# START OF EXERCISE INPUT

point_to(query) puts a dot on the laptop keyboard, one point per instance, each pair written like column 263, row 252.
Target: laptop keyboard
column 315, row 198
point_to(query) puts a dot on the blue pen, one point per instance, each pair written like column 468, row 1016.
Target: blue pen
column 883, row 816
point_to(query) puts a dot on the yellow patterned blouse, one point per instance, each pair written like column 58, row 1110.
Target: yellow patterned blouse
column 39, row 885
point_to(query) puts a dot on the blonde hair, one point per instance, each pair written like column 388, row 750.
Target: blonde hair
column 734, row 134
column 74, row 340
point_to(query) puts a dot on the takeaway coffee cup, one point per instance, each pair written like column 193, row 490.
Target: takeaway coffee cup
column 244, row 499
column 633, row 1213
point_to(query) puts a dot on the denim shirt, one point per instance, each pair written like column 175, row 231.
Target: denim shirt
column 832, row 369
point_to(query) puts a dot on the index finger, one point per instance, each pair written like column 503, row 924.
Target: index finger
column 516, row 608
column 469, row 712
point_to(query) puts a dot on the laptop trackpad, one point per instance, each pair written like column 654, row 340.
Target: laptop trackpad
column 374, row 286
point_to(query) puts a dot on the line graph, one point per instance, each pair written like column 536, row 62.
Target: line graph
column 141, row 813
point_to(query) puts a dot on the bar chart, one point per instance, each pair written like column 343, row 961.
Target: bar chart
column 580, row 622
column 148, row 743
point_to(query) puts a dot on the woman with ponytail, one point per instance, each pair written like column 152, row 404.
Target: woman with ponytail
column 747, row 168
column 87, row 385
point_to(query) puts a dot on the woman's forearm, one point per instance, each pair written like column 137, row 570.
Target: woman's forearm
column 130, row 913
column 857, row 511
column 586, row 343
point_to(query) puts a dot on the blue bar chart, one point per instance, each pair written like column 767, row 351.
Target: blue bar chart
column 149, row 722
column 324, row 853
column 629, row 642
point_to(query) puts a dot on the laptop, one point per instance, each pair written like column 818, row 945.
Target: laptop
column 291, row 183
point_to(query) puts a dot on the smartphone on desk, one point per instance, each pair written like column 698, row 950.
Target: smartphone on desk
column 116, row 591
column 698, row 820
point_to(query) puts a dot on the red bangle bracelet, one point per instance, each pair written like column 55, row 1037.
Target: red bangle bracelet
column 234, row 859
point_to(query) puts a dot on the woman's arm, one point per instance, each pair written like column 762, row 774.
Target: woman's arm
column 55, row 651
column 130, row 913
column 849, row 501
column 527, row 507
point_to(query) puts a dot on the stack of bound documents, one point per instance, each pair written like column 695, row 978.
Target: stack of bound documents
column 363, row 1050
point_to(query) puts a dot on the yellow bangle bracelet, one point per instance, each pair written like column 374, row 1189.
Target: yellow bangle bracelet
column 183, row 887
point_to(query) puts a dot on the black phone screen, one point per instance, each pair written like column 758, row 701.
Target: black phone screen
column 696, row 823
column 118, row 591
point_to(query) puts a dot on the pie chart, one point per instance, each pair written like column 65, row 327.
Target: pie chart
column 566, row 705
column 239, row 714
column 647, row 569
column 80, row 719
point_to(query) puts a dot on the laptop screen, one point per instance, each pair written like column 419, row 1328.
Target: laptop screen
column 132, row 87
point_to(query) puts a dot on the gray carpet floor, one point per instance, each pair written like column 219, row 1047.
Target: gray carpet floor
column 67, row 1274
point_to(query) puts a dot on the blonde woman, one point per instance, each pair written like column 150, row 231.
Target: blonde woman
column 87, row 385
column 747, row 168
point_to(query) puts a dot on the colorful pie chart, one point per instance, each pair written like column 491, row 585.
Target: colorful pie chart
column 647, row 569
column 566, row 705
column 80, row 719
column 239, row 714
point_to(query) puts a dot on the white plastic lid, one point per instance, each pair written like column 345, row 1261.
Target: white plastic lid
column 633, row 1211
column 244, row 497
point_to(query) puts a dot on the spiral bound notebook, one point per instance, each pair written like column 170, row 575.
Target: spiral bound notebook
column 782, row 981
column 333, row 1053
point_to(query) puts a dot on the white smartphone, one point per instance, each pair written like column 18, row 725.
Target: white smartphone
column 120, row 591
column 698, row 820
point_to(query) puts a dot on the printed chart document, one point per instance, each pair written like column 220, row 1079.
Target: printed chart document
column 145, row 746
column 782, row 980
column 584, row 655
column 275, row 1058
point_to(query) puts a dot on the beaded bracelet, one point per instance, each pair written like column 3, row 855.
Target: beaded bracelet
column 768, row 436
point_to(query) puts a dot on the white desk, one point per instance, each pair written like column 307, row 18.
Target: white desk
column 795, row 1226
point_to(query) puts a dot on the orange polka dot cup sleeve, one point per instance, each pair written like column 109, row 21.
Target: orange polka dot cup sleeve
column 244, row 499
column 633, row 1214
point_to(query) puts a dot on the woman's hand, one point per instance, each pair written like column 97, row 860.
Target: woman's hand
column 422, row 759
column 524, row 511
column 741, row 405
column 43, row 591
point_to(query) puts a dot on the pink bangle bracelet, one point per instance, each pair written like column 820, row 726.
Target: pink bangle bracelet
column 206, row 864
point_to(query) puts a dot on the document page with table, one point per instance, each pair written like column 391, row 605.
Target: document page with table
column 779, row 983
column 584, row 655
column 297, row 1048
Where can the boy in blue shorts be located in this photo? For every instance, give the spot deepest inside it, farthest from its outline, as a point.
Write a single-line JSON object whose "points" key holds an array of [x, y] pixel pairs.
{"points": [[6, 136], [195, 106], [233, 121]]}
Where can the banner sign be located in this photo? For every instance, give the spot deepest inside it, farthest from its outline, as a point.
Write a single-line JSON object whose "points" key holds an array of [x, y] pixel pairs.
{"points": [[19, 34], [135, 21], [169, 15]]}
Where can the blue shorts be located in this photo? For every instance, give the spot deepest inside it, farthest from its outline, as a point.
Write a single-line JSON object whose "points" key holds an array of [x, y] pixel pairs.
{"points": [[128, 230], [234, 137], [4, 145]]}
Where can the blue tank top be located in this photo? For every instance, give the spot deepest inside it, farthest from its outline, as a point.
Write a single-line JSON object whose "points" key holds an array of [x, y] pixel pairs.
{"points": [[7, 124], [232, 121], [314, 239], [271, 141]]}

# END OF EXERCISE INPUT

PROBLEM DESCRIPTION: Exactly as shown, repeat every record.

ANSWER:
point_to(query) puts a dot on the laptop keyboard, one point per instance, each pair written like column 263, row 252.
Target: laptop keyboard
column 315, row 198
point_to(query) puts a dot on the blue pen, one point per instance, each pair written like column 468, row 1016.
Target: blue pen
column 883, row 816
point_to(query) puts a dot on the yellow patterned blouse, one point per instance, each pair written like column 58, row 1110.
Target: yellow patterned blouse
column 39, row 885
point_to(query) puts a dot on the blonde hair, one point per instance, each pair written like column 388, row 750.
Target: blonde hair
column 734, row 134
column 74, row 340
point_to(query) puts a dot on the takeaway coffee cup, one point per instance, each pair written like column 193, row 490.
Target: takeaway coffee cup
column 244, row 499
column 633, row 1213
point_to(query) puts a dot on the denim shirt, one point per instance, each pair written like column 175, row 231.
Target: denim shirt
column 832, row 369
point_to(query) puts a dot on the index finger, one point per instance, each pair written like column 503, row 924.
Target: index finger
column 516, row 608
column 469, row 712
point_to(query) puts a dot on the laptop trackpad, one point per instance, each pair written like column 654, row 340.
Target: laptop trackpad
column 374, row 286
point_to(query) puts a dot on the line graph, one point per instance, each pair written like column 536, row 62.
Target: line graph
column 141, row 813
point_to(query) puts a dot on the bar chart, one point per instance, each pair written like column 343, row 961.
Target: bar chart
column 580, row 622
column 148, row 743
point_to(query) puts a dot on the woman with ponytail, one point per instance, each pair written like column 152, row 404.
Target: woman with ponytail
column 747, row 168
column 87, row 385
point_to(query) puts a dot on the woman's forearm, one point per instance, each pair written like column 137, row 570.
Target: woman's forearm
column 130, row 913
column 857, row 511
column 586, row 343
point_to(query) puts a dot on the blue bar chart, one point per instance, each pair written like column 767, row 351.
Target: blue bar chart
column 149, row 722
column 324, row 853
column 629, row 642
point_to(query) puts a dot on the laptop, one point per instance, each pair written like column 818, row 945.
Target: laptop
column 291, row 183
point_to(query) puts a dot on the smartphone on desk, one point per instance, each pair written like column 698, row 950.
Target: smartphone on desk
column 116, row 591
column 698, row 820
point_to(query) puts a dot on the red bangle bracelet, one point per instance, each pair written like column 55, row 1037.
Target: red bangle bracelet
column 234, row 859
point_to(query) puts a dot on the woman's arm, one point per instance, each pair written like column 762, row 774.
Target: woman's arm
column 55, row 651
column 130, row 913
column 849, row 501
column 527, row 507
point_to(query) puts a dot on the stack of bound documents, one point per instance, each pair written like column 695, row 978.
Target: stack of bound documents
column 363, row 1050
point_to(query) puts a dot on the yellow bangle bracelet, one point per instance, each pair written like column 374, row 1189.
Target: yellow bangle bracelet
column 183, row 887
point_to(query) puts a dot on the black phone screen, one point per instance, each pair written like column 758, row 701.
Target: black phone screen
column 696, row 823
column 118, row 591
point_to(query) puts a dot on the pie chart, one point per instance, each pair written like column 65, row 327.
Target: pie chart
column 566, row 705
column 239, row 714
column 647, row 569
column 80, row 719
point_to(query) puts a dot on the laptop screen, one point per instance, each pair written like column 419, row 1328.
Target: laptop screen
column 132, row 87
point_to(query) puts a dot on the gray carpet floor, one point per instance, each pair written like column 219, row 1047.
Target: gray carpet floor
column 67, row 1274
point_to(query) puts a dot on the blonde woman, one point per instance, each pair written like column 150, row 231.
Target: blonde woman
column 87, row 385
column 747, row 168
point_to(query) puts a dot on the colorful pie chart, one point per instance, each pair written like column 491, row 585.
Target: colorful pie chart
column 647, row 569
column 566, row 705
column 80, row 719
column 239, row 714
point_to(query) puts a dot on the white plastic lid, one point per instance, each pair written like column 345, row 1261.
Target: white plastic lid
column 633, row 1211
column 244, row 497
point_to(query) puts a dot on the spiral bound notebook, one point per instance, each pair written like column 170, row 575.
Target: spiral bound notebook
column 782, row 981
column 333, row 1053
point_to(query) puts a dot on the white smartphone, one point per instance, each pair written like column 18, row 725.
Target: white smartphone
column 120, row 591
column 698, row 820
point_to(query) puts a dot on the printed chart document, one point per instance, each pair written like column 220, row 1079.
Target: printed chart document
column 145, row 746
column 782, row 980
column 584, row 655
column 275, row 1058
point_to(query) puts a dot on the beaded bracelet, one point per instance, each pair written like column 3, row 855.
Target: beaded bracelet
column 768, row 436
point_to(query) puts a dot on the white desk, one point per instance, each pair written like column 307, row 18.
Target: white desk
column 795, row 1226
point_to(query) puts a dot on the orange polka dot cup sleeve, one point per instance, each pair written like column 109, row 21.
Target: orange polka dot cup sleeve
column 244, row 499
column 633, row 1214
point_to(query) puts a dot on the woman's hand, one point per instance, each pair written like column 97, row 860.
Target: woman's hand
column 422, row 759
column 524, row 511
column 741, row 405
column 43, row 591
point_to(query) puts a dot on the pink bangle bracelet, one point per instance, each pair written like column 820, row 726.
Target: pink bangle bracelet
column 206, row 864
point_to(query) puts a dot on the document page with table, one point per instance, each pair written like column 391, row 605.
Target: document page with table
column 779, row 983
column 584, row 655
column 297, row 1048
Where can the boy in blue shorts be located in this photo? For every instance, give the spot deepest inside it, farthest from its outline, as a point.
Write a single-line JSON object whose "points" key holds an array of [x, y] pixel pairs.
{"points": [[6, 136], [195, 106], [233, 121]]}
Where can the banner sign be located in this photo? For every instance, give the spot deepest inside it, farthest from its outline, as a point.
Write a single-line JSON object whose "points" key holds an array of [x, y] pixel pairs.
{"points": [[19, 34], [135, 21], [169, 15]]}
Where can the blue shorts be located in this photo? For every instance, give the spot deepest inside it, farthest from its outline, as a point.
Write a single-line JSON object whose "points" key holds an array of [x, y] pixel pairs.
{"points": [[128, 230], [234, 137], [4, 145]]}
Where can the blue tank top be located in this photo? For every instance, give the spot deepest inside it, farthest from its outline, as a point.
Write a single-line JSON object whose "points" key holds an array of [x, y] pixel pairs.
{"points": [[7, 124], [232, 121], [314, 239], [271, 141]]}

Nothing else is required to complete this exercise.